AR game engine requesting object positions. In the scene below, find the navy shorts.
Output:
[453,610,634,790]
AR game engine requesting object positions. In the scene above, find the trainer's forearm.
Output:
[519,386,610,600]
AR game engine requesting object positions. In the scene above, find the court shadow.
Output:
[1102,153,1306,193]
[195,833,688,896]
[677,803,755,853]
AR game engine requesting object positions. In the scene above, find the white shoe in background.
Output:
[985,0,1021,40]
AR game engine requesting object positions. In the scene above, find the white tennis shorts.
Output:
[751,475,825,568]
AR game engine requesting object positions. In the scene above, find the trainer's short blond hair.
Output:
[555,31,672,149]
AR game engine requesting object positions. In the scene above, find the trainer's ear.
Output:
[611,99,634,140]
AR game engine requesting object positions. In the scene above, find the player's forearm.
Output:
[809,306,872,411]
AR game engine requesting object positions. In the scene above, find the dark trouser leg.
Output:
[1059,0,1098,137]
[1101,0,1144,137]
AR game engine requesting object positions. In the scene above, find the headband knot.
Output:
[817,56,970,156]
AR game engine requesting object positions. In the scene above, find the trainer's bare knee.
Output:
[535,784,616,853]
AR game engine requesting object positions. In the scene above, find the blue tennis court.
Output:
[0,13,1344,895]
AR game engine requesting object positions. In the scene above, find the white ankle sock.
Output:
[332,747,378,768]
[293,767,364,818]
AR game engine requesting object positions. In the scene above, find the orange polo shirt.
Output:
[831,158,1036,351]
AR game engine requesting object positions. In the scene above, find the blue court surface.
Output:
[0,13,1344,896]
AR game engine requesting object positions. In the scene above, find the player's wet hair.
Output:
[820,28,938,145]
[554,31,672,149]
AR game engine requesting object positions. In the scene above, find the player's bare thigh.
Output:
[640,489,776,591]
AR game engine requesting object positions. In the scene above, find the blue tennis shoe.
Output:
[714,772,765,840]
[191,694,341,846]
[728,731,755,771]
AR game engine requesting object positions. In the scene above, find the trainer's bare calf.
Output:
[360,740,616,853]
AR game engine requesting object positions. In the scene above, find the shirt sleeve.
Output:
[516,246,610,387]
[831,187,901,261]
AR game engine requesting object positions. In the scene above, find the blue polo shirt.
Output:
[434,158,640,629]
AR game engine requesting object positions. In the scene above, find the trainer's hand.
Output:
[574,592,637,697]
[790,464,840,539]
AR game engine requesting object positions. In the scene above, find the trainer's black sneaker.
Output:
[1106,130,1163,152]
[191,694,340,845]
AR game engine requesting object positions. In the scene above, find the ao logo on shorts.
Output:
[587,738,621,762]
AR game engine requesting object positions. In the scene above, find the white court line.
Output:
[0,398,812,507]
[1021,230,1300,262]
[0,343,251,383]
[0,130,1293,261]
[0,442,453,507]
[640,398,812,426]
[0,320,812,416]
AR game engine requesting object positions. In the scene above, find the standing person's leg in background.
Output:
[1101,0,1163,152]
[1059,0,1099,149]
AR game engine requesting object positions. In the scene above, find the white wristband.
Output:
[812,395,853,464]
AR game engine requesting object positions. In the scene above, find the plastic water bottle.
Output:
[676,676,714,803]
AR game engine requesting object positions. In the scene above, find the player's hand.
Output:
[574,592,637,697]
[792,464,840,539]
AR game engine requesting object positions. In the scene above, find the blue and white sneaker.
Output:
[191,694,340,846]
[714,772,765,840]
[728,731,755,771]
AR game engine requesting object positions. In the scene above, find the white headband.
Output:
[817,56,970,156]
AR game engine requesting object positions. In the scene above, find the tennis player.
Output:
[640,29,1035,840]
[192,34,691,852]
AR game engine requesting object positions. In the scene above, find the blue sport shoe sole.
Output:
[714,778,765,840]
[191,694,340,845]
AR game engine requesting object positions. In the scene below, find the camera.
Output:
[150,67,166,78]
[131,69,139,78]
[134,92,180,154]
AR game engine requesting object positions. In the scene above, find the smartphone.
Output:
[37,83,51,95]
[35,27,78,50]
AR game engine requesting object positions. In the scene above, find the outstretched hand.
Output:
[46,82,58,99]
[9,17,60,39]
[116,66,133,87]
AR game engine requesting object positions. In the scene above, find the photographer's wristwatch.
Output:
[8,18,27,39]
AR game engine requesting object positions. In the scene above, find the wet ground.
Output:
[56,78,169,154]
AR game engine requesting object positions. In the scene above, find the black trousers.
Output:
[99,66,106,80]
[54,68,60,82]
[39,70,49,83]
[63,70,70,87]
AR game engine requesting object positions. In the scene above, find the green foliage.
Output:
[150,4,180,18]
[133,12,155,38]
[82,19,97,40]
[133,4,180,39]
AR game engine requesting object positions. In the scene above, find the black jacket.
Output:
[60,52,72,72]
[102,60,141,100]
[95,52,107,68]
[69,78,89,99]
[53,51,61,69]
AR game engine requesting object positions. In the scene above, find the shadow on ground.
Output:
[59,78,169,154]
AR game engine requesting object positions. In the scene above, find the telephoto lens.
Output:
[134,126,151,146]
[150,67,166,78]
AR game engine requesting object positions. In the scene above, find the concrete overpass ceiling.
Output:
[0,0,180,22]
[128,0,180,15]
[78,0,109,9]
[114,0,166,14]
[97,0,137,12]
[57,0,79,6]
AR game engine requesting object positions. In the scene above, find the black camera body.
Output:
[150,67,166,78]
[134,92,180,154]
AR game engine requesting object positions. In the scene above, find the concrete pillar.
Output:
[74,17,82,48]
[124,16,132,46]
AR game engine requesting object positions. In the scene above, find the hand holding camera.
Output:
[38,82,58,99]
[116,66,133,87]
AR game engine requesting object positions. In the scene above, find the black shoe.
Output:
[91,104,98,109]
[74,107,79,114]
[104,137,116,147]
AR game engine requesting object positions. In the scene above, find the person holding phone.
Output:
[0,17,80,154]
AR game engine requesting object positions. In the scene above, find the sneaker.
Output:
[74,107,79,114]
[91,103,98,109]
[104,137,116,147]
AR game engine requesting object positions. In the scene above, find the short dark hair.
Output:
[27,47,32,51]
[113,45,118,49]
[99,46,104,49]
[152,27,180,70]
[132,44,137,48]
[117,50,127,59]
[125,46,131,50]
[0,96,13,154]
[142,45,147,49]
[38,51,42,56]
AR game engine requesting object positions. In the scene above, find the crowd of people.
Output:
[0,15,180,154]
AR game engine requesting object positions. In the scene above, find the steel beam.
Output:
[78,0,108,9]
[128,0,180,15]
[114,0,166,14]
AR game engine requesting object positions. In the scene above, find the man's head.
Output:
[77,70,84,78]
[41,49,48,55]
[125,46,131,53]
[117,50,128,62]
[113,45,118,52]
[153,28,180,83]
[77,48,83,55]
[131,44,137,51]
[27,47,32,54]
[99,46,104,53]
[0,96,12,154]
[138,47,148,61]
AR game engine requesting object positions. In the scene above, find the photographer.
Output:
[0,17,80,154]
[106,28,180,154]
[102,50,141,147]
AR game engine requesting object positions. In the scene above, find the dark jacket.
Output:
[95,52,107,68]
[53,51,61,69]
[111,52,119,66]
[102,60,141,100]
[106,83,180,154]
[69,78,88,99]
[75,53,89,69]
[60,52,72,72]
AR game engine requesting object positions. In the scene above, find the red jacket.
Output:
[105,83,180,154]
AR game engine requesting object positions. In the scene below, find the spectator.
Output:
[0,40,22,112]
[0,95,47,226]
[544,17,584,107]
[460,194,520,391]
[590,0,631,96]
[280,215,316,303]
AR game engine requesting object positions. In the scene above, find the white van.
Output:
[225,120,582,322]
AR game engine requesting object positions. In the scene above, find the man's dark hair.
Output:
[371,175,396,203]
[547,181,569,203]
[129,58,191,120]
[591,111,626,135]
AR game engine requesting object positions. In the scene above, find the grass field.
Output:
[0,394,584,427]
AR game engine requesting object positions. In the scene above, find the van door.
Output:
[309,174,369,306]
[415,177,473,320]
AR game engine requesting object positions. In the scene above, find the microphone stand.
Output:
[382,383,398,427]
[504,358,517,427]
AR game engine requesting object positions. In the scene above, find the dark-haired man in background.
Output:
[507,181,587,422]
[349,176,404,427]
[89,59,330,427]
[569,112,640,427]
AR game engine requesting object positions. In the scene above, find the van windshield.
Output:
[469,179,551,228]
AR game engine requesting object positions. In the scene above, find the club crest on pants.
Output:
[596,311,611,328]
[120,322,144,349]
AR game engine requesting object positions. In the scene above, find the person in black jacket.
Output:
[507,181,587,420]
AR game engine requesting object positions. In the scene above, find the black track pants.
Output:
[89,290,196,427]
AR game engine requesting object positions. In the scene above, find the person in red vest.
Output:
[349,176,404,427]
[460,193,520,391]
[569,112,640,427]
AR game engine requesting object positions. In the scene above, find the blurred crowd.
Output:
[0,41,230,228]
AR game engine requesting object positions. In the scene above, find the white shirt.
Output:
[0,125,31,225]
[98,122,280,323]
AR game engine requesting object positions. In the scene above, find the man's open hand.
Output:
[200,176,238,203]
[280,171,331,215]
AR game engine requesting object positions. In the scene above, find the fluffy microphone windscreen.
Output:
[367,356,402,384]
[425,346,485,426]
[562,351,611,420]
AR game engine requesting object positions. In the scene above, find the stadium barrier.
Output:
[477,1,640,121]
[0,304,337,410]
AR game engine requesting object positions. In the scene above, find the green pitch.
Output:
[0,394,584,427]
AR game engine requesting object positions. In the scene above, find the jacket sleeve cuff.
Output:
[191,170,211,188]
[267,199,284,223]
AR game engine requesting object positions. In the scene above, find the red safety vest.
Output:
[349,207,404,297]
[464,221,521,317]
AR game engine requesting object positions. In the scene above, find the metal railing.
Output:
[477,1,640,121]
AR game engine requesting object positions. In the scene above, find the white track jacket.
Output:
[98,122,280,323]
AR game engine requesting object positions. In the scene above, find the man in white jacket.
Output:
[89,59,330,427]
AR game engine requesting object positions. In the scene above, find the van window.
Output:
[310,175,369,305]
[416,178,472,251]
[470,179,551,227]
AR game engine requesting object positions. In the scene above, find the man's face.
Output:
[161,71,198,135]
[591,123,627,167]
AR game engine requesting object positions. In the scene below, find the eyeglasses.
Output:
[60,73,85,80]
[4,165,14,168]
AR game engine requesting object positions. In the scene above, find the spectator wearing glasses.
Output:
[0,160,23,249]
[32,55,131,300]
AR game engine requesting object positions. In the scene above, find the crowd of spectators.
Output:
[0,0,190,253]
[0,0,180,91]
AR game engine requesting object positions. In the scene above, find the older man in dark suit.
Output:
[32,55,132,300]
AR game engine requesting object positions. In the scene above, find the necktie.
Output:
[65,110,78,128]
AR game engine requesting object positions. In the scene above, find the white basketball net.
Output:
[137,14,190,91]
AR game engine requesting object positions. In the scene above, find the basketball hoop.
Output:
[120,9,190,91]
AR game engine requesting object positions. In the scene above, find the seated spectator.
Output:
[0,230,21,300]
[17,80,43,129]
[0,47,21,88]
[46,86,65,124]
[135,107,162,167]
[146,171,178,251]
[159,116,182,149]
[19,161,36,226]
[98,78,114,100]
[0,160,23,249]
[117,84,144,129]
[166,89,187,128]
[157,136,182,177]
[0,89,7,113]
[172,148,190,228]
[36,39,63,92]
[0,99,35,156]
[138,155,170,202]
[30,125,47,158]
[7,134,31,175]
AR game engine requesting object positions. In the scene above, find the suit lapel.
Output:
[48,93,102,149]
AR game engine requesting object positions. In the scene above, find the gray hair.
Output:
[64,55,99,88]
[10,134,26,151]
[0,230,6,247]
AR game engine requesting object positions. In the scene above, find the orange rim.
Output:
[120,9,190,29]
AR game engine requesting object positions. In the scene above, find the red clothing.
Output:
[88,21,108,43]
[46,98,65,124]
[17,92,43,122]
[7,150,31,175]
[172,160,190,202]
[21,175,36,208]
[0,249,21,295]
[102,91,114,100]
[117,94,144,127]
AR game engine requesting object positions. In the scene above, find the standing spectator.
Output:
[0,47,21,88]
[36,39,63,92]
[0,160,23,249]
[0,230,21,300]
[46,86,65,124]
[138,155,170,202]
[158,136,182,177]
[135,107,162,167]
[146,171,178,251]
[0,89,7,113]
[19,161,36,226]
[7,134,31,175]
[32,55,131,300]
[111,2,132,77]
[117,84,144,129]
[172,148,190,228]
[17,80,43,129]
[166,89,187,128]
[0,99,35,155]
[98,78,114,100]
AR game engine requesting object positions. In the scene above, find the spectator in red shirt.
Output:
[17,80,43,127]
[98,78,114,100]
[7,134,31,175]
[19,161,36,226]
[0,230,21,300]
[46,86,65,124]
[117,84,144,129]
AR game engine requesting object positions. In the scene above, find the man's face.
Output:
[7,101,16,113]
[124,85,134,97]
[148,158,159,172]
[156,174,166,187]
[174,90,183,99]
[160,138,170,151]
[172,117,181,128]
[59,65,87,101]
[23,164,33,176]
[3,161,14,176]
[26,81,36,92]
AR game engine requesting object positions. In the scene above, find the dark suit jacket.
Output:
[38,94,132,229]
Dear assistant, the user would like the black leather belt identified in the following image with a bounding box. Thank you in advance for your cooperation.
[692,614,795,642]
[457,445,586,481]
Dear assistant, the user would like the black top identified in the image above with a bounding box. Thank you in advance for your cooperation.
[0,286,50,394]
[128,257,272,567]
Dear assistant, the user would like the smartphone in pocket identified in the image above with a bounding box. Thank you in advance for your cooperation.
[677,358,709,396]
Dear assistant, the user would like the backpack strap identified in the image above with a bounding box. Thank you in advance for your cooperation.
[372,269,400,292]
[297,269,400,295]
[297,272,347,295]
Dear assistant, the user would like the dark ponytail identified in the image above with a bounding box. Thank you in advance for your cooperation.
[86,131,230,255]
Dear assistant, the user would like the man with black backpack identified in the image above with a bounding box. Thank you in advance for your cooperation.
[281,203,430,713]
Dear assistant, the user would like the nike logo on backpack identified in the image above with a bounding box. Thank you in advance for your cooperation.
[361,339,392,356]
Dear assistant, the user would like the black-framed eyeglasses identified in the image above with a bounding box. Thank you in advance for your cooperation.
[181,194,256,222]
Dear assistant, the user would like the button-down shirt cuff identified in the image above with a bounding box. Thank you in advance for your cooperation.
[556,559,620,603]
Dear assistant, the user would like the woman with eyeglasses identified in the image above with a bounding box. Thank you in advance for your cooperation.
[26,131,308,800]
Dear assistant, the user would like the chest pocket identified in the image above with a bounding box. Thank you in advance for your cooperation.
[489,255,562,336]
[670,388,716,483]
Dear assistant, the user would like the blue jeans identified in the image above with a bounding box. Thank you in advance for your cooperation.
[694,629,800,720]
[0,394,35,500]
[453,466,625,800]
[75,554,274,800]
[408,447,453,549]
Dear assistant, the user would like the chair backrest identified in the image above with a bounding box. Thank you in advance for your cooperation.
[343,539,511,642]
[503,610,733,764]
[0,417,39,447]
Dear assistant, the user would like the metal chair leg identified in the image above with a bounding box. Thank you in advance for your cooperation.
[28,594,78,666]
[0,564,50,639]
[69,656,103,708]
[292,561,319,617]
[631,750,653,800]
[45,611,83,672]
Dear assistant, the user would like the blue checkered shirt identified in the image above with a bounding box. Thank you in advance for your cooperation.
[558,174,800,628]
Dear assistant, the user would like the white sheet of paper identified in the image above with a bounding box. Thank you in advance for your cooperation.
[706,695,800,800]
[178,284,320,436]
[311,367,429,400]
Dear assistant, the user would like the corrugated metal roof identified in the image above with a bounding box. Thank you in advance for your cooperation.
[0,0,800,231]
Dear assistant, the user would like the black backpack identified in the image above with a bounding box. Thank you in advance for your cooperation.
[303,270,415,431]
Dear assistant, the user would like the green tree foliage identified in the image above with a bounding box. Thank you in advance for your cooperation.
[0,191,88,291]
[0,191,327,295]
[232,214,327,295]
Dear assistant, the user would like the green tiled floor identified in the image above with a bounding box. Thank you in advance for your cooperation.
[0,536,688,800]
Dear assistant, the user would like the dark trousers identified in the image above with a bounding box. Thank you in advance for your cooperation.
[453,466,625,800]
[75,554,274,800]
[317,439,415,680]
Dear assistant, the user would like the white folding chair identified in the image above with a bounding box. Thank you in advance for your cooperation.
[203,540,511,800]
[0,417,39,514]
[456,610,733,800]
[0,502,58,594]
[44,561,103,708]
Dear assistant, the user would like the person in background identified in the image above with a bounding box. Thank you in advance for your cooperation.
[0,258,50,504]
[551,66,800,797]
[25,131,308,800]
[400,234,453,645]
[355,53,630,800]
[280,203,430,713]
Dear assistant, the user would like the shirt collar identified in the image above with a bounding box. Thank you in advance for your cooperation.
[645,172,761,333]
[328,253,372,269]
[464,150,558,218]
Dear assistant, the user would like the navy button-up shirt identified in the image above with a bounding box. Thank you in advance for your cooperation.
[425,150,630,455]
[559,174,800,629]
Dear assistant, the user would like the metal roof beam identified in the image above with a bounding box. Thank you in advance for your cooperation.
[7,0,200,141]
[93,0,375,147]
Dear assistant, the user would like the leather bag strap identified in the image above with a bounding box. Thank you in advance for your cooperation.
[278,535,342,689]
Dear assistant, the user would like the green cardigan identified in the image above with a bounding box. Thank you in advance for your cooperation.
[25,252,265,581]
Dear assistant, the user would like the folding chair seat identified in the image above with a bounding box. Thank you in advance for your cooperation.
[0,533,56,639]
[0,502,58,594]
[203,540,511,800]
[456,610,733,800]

::::

Exercise prompt: Replace "black backpack" with "gray backpack" in the lines from the one containing "Dear assistant, the user would like the corrugated" up to and including the one containing "[232,214,327,295]", and give those lines back with nothing else changed.

Full response:
Dear assistant, the user would like the corrugated metal roof identified in the image above with a bounding box. Thank you in advance for your cooperation.
[0,0,800,231]
Dear assistant, the user would like the gray backpack identified in the image above with a bounding box. Thank you in advance for your cooperation.
[303,270,415,431]
Dear assistant, the user would like the green tree foliage identified in the image above with a bounding box. Thank you in advance for your cooperation.
[0,191,88,291]
[0,191,327,295]
[232,214,327,295]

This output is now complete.